[Opening Data records section]
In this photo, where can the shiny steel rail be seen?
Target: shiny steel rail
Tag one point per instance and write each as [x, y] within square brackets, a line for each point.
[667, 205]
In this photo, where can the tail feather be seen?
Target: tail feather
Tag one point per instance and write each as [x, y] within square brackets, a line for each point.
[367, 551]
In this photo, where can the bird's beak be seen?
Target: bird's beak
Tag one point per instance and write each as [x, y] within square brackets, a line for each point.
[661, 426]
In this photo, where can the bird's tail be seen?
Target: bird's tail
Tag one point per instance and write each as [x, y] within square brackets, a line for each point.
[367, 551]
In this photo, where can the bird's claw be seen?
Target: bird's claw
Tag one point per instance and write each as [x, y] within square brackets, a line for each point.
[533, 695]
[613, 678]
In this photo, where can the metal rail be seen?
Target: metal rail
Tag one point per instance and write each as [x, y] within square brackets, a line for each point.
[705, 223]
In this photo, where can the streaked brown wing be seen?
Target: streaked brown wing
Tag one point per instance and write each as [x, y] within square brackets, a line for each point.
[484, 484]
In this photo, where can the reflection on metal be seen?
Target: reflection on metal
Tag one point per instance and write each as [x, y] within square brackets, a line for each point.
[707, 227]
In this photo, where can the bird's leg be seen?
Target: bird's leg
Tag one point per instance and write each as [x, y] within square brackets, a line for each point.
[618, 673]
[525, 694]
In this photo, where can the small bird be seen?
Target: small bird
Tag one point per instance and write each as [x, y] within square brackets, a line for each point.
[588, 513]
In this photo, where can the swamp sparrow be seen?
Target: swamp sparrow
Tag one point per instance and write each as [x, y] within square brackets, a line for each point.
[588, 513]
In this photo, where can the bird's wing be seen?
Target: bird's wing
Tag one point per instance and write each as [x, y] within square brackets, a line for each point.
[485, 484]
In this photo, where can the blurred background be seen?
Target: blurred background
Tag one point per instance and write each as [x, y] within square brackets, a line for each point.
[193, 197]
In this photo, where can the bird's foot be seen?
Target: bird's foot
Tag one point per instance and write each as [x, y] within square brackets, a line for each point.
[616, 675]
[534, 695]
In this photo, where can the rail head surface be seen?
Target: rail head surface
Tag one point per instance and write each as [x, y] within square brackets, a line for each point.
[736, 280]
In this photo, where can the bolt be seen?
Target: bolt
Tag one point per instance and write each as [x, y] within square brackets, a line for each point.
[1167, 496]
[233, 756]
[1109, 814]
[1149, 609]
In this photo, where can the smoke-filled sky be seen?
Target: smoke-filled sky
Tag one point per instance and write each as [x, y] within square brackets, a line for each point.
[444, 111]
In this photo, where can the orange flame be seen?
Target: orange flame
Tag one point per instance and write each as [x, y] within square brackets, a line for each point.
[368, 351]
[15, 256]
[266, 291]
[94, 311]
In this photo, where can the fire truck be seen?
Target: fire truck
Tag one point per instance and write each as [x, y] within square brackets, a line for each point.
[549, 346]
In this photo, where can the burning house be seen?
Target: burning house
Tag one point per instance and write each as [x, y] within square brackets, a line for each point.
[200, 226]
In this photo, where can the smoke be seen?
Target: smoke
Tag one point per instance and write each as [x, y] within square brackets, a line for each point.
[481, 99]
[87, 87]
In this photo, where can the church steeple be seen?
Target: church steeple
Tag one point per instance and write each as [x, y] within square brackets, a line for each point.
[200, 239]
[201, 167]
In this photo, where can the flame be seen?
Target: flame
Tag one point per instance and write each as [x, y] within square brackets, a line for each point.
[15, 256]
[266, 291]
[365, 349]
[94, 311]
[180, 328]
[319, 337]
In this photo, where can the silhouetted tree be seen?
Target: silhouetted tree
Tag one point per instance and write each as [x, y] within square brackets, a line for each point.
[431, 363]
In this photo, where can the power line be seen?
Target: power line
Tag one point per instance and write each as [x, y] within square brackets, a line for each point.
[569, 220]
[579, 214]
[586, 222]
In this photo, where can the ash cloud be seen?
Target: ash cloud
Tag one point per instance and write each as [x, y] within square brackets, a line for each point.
[Closing Data records section]
> **Required work**: Within the data above, pick out all lines holding the word "head".

> **Problem solution**:
In this photo, where can the rail head surface be seen?
Target: rail head surface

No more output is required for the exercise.